WHAT IS REQUIRED: Please restate each entry that follows word for word.

++++

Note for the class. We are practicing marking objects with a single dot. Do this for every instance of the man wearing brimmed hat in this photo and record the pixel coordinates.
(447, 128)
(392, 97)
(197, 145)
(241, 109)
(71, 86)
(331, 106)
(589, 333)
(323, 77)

++++

ANSWER TO THE PROBLEM:
Note for the class. We are practicing marking objects with a single dot. Do this for every instance of the man wearing brimmed hat in this photo and record the pixel coordinates.
(447, 128)
(392, 97)
(197, 145)
(241, 109)
(71, 86)
(331, 106)
(589, 333)
(323, 77)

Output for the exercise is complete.